REQUIRED TASK –
Quote, word for word, every line starting at the line that contains "Could you point to the white sneaker" and ending with the last line of the records; include both of these lines and no others.

Lines of data –
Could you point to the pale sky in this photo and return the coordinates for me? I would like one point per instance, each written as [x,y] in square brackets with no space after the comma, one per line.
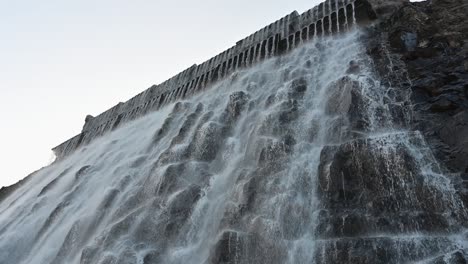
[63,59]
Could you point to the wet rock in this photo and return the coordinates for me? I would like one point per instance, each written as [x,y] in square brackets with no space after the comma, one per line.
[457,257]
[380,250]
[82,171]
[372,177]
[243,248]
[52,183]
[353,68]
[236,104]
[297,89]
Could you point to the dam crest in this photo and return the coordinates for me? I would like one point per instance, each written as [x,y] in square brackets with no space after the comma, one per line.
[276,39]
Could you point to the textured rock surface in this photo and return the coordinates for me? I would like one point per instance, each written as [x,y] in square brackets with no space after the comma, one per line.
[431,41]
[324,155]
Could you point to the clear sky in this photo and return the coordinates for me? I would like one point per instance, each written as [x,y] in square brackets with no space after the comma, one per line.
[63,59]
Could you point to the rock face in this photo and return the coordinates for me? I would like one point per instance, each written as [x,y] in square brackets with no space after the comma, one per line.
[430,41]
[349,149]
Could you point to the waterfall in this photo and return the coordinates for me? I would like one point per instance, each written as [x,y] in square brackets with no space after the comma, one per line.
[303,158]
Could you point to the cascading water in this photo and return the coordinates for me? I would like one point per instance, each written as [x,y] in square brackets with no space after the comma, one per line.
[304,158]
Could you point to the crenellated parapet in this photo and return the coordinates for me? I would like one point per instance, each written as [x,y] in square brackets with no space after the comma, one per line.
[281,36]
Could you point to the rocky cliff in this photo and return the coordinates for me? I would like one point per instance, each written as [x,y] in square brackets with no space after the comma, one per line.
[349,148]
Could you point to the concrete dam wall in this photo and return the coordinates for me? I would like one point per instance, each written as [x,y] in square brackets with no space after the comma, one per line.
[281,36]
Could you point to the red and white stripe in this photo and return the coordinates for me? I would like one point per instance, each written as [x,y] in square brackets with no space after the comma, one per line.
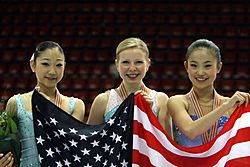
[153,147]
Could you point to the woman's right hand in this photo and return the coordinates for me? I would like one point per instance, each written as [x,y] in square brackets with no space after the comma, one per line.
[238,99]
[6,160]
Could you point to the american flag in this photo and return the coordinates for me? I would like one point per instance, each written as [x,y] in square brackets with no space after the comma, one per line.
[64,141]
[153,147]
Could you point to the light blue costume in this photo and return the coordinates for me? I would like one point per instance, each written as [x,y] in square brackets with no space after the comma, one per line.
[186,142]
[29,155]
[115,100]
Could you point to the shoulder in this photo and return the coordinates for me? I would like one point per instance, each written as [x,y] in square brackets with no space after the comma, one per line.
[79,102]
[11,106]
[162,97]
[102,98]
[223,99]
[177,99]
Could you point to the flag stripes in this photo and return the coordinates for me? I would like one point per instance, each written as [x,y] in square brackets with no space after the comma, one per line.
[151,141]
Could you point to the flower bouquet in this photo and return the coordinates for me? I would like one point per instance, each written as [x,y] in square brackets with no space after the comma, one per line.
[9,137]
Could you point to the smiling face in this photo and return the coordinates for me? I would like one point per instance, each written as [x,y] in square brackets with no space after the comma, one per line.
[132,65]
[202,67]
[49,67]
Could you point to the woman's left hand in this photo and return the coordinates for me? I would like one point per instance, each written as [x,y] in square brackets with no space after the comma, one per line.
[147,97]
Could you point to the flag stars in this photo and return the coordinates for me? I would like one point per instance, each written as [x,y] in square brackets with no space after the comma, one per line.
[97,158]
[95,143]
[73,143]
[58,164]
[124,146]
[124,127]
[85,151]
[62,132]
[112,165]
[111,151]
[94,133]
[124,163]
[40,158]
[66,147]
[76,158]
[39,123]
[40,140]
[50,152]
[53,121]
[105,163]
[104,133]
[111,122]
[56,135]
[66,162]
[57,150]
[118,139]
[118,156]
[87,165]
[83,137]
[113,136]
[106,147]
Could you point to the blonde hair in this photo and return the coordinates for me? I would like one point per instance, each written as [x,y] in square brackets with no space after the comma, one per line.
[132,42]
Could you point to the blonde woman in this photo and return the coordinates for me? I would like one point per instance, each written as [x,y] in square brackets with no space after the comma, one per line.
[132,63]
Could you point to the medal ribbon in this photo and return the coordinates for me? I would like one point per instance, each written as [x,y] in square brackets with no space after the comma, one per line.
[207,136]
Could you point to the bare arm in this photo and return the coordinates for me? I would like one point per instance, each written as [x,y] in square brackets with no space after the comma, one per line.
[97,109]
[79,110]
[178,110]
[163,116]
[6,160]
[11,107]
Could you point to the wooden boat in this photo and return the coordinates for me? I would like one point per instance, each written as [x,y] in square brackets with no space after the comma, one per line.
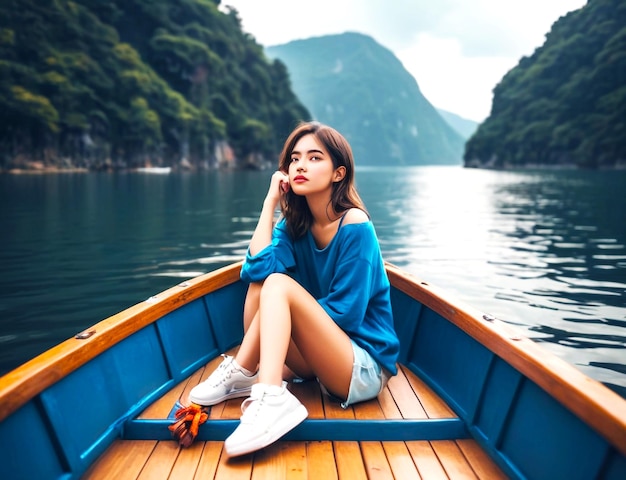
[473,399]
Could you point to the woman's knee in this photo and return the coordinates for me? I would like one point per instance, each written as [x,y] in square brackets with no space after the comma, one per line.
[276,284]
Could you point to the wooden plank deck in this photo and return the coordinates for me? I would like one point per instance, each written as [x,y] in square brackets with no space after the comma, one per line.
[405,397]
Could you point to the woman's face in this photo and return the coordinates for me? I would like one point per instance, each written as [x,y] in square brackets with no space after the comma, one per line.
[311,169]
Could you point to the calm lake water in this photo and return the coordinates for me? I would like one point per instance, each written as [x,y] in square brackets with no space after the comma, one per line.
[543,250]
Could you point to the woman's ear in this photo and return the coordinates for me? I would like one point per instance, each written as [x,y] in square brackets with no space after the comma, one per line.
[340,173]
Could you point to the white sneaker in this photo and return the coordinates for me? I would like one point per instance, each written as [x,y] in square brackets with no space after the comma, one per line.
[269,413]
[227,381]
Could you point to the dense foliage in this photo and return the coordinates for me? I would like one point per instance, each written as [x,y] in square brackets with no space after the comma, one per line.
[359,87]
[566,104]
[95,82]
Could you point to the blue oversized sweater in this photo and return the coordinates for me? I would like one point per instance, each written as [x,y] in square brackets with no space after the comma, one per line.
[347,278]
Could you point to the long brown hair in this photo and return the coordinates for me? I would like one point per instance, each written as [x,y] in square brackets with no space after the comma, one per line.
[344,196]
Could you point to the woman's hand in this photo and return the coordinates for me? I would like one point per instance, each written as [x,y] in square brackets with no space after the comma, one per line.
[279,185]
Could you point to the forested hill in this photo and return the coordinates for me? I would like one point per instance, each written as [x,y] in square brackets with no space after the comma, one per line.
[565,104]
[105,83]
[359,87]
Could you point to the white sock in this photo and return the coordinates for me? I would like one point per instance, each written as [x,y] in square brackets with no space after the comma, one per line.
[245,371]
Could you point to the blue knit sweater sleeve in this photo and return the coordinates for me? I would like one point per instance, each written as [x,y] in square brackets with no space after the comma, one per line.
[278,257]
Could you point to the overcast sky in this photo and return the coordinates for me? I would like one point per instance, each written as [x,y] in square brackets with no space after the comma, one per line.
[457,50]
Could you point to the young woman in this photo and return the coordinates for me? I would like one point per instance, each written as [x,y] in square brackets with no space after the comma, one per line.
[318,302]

RESPONSE TO THE TASK –
Could you point to the white sneaker in this photo and return the coordinates for me? I would like one point per instance, each written as [x,y] in square brackets with no space after the comma, one per line.
[269,413]
[227,381]
Could you point to the dense foliage in this photo and return the coordinates for me? I would like one point per instance, each written as [x,y] in square brackets with no space after the comma, one per line.
[359,87]
[566,104]
[95,82]
Could you point to the blue oversized sweater in this photo and return the coordinates for me? I would like one point per instance, each written as [x,y] in square brackets with no space after the comma, one per line.
[347,278]
Could you point to the long brown hair in this photo and return the coordinates for me? I would like one point per instance, each written as [x,y] in square brackets with no space after the comma, one per line.
[344,196]
Could you point to the woman's hand in this photo and return the coordinates for me? I would like one point per instance, each written as [x,y] in square brackets with no space after the comma, one per line.
[279,185]
Could you point to the forested hill in this photo and return the coordinates for me? I would like one point per instance, each written as [x,y] in square brackets with no space after the comma, one per line.
[565,104]
[105,83]
[359,87]
Could you point to the white sock in this photo and return the coordinates for me? I would like one point per instance, each written as [x,y] in square brackets with no space after the comma, one per line.
[245,371]
Could you point to the blue knit sweater sleeve in this photo and return the coordinates for me? I would like one point per instance, each written as [x,y] in square brackets with no space after the comma, one per line.
[278,257]
Could you point to the overcast sky in this photo and return the coordinates for me? I would like one point per instance, each written as [x,y] in square brackets with no space after the comma, one per line.
[457,50]
Could you point to the young woman in this photo and return the coordinates for me? I would like one point per instance, each written as [x,y] in square brackets with no space after the comma, one per line.
[318,302]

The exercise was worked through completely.